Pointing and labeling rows
◇ ◇ ◇

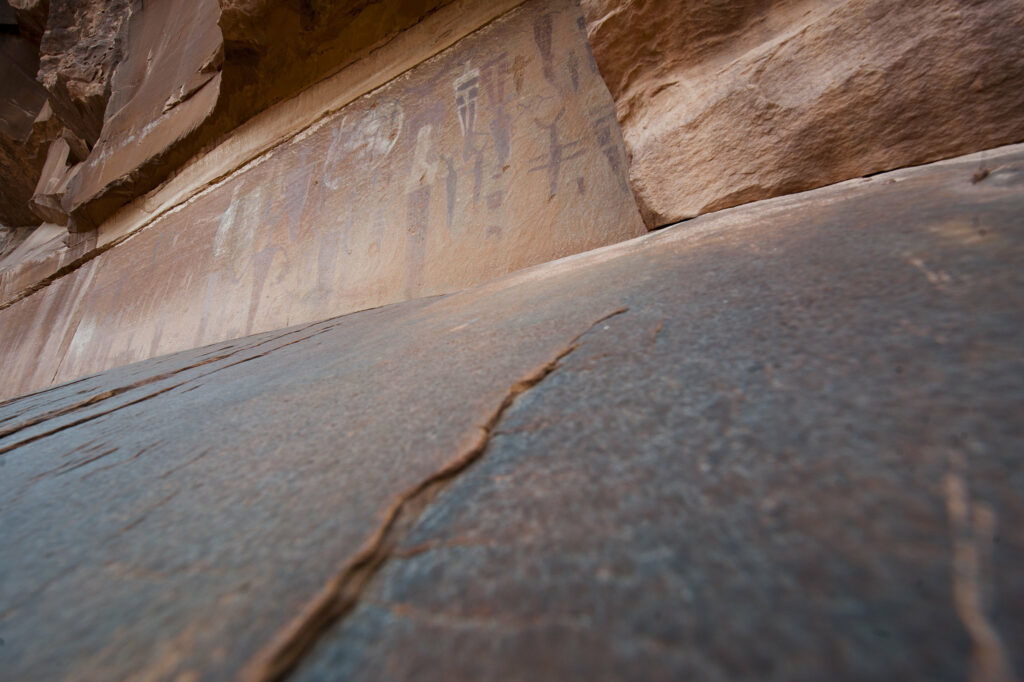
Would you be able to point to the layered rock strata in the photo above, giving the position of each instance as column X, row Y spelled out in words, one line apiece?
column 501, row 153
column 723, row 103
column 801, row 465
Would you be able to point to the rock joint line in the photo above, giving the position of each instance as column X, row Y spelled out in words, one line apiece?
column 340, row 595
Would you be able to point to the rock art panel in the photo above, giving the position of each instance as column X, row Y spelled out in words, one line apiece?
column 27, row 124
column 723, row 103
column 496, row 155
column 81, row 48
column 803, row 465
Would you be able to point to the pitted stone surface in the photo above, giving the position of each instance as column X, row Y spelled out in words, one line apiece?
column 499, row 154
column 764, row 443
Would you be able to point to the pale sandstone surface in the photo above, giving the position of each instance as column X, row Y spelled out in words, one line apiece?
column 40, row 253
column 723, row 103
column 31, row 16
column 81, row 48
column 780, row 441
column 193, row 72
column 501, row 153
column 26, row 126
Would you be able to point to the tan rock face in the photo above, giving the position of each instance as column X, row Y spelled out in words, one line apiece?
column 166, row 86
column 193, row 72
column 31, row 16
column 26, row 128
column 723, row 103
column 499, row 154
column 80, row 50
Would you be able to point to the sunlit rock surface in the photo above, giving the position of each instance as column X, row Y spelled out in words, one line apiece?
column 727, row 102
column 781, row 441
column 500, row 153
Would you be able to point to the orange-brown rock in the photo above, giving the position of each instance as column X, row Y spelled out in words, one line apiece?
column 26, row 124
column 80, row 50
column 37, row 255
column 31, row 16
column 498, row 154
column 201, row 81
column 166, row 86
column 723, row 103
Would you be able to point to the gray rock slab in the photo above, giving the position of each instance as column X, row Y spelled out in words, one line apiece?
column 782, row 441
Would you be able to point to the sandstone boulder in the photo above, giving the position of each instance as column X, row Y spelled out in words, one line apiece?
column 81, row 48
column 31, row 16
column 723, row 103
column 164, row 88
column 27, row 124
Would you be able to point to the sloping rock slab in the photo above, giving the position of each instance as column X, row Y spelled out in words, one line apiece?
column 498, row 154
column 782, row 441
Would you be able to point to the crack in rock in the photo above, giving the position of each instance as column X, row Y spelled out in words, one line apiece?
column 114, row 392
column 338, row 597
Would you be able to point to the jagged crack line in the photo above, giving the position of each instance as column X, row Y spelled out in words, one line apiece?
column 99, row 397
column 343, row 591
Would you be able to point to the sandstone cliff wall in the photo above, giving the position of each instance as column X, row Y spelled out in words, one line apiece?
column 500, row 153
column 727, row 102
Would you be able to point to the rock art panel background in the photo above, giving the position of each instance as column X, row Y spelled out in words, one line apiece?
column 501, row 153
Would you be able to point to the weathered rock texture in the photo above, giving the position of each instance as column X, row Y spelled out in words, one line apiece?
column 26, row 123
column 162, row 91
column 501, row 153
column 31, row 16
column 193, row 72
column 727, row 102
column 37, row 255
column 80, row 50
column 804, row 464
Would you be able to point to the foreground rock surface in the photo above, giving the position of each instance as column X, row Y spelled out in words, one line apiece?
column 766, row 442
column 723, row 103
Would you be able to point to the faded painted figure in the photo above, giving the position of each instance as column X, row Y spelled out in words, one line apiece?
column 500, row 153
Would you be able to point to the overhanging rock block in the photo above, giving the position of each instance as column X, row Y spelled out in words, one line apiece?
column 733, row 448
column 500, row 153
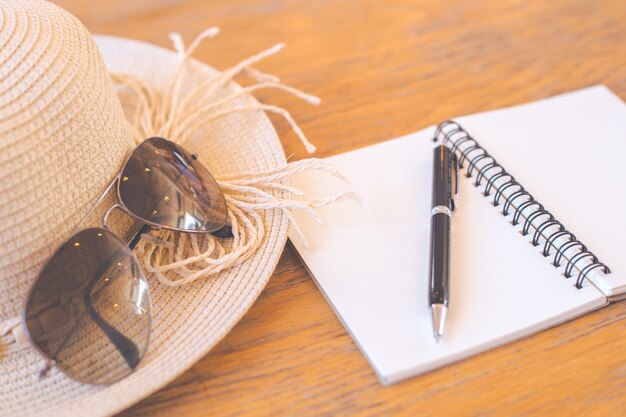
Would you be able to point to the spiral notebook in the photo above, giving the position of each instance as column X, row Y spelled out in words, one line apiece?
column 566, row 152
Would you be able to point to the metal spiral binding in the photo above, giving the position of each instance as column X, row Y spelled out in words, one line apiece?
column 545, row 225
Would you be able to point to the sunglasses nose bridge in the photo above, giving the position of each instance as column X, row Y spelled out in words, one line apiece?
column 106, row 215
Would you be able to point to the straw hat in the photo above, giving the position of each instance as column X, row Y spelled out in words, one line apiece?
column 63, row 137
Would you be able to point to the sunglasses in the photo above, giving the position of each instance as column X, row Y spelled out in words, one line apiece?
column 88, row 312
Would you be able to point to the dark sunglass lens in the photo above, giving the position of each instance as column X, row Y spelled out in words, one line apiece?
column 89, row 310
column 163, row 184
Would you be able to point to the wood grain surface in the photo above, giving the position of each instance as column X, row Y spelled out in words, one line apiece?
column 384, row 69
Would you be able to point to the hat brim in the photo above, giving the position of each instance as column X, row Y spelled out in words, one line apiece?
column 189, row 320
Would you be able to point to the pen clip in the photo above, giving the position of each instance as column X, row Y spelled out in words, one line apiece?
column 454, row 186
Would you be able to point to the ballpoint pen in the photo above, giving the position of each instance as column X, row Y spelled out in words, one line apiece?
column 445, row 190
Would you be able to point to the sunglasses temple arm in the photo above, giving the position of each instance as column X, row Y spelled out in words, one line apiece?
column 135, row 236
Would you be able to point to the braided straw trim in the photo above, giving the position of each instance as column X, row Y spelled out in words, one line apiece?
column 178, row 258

◇ ◇ ◇

[Short task]:
Rewrite all of the rows above with "one line apiece" changed to "one per line" and nothing else altered. Omit the pictures from your version.

[Correct result]:
Would you be able to point to the layered rock strata in the photo above, giving the position of each instance as column X, row Y spelled out in words, one per line?
column 501, row 153
column 723, row 103
column 801, row 465
Would you be able to point to the rock joint line in the photo above, giving the position of each instance as column X, row Y spelled out in words, one per line?
column 340, row 595
Would you be able to point to the rock art panel in the photo above, giving the position of each instance as column X, row Y spelled out in words, one per line?
column 27, row 124
column 723, row 103
column 496, row 155
column 81, row 48
column 803, row 465
Would you be able to point to the pitted stone surface in the photo above, giving the position of each instance as column X, row Y spelled out in words, one per line?
column 499, row 154
column 764, row 443
Would you be able to point to the pale sandstone surface in the photo above, giving the position of each instance as column X, row Y spelled out in words, one per line?
column 40, row 253
column 723, row 103
column 31, row 16
column 81, row 48
column 780, row 441
column 193, row 72
column 501, row 153
column 26, row 126
Would you be able to point to the tan rock face in the photo above, giving the position of each instance as column X, row Y spelled out in words, one per line?
column 166, row 86
column 193, row 72
column 31, row 16
column 26, row 128
column 723, row 103
column 499, row 154
column 80, row 50
Would you be able to point to the sunlit rock surface in the photo above, giving the position of each instance as column X, row Y spelled out in words, one per line?
column 727, row 102
column 781, row 441
column 500, row 153
Would you be able to point to the orange-brown rock in the photo above, giving the position of each instance as column X, row Y spelled out in words, one per line?
column 26, row 124
column 80, row 50
column 37, row 255
column 31, row 16
column 498, row 154
column 201, row 81
column 166, row 86
column 723, row 103
Would you be able to point to the gray rock slab in the photo above, giving the position of each instance as column X, row Y spelled out in words, one per line?
column 782, row 441
Would you be able to point to the sandstone boulder in the photo above, giving the position of each instance as column X, row Y spelled out in words, one per line?
column 81, row 48
column 31, row 16
column 723, row 103
column 164, row 88
column 27, row 124
Would you be able to point to the sloping rock slab in the photo above, giving the position of each instance as column X, row Y spelled out in words, one per line?
column 498, row 154
column 782, row 441
Would you be able to point to the crack in rock in the photo above, giving the position of each instance as column X, row Y spelled out in words, one per line?
column 114, row 392
column 338, row 597
Would you be able to point to the jagged crack line in the photo above, giving the position of each instance as column X, row Y spelled out in words, one per line?
column 99, row 397
column 343, row 591
Would you be able to point to the sandstone cliff wall in the photo above, giving the position of each instance as column X, row Y spelled out in words, one per line?
column 500, row 153
column 727, row 102
Would you be able to point to the rock art panel background in the photo above, giving the position of each instance as column X, row Y spelled out in words, one per line?
column 501, row 153
Would you be able to point to the weathered rock texture in the photo above, giving the position of each instance as column X, row Y spelled out in words, one per line?
column 26, row 123
column 162, row 91
column 501, row 153
column 31, row 16
column 193, row 72
column 727, row 102
column 37, row 255
column 80, row 50
column 804, row 464
Would you be able to point to the foreground rock surface in the photo above, giving the position of each instance as column X, row Y spelled out in words, one per line?
column 766, row 442
column 723, row 103
Would you be able to point to the faded painted figure in the photo above, giving the position of each instance as column X, row Y spelled out in words, one per line?
column 500, row 153
Would you be able to point to the overhanging rock block in the photo above, giving the position of each instance as column X, row Y spelled out in words, one per line?
column 733, row 448
column 500, row 153
Would you be able to point to the spiral notebook in the photo above, giving the position of each instance as column X, row Y spelled out in words, one per line?
column 566, row 152
Would you be able to point to the metal spiral binding in the photo above, giving the position of each instance as column X, row Y spelled out in words, one per line?
column 545, row 225
Would you be able to point to the sunglasses nose bridge in the photo above, giving the position of each instance as column X, row Y spelled out in words, one per line?
column 106, row 215
Would you be able to point to the straw hat in the photo above, giving the position of each instance as column X, row Y spelled out in words, one per line?
column 63, row 137
Would you be able to point to the sunglasses in the photo above, giving the position of each instance as column X, row Y spelled out in words, one per line?
column 88, row 312
Would you be able to point to the dark sunglass lens in the photo above, giving the position of each instance as column X, row Y spelled out in words, one per line?
column 89, row 310
column 163, row 184
Would you be able to point to the wood grain surface in the photo above, giving the position of each instance as column X, row Y spelled out in words, one per line?
column 384, row 69
Would you be able to point to the hat brim in the photo above, giving the position of each instance as column X, row Y spelled out in words, one per line?
column 189, row 320
Would you be able to point to the pen clip in the photo above, giving the position of each instance as column X, row Y spelled out in words, one per line?
column 454, row 186
Would you be able to point to the ballpoint pen in the photo above, giving the position of each instance as column X, row Y spelled out in words, one per line?
column 445, row 190
Would you be able to point to the sunglasses temple arm in the photo above, giving the position of each instance as column X, row Y spelled out in words, one per line?
column 135, row 236
Would you be able to point to the braided straw trim in the photo above, giving the position of each instance as column X, row Y spelled out in words, one per line?
column 178, row 258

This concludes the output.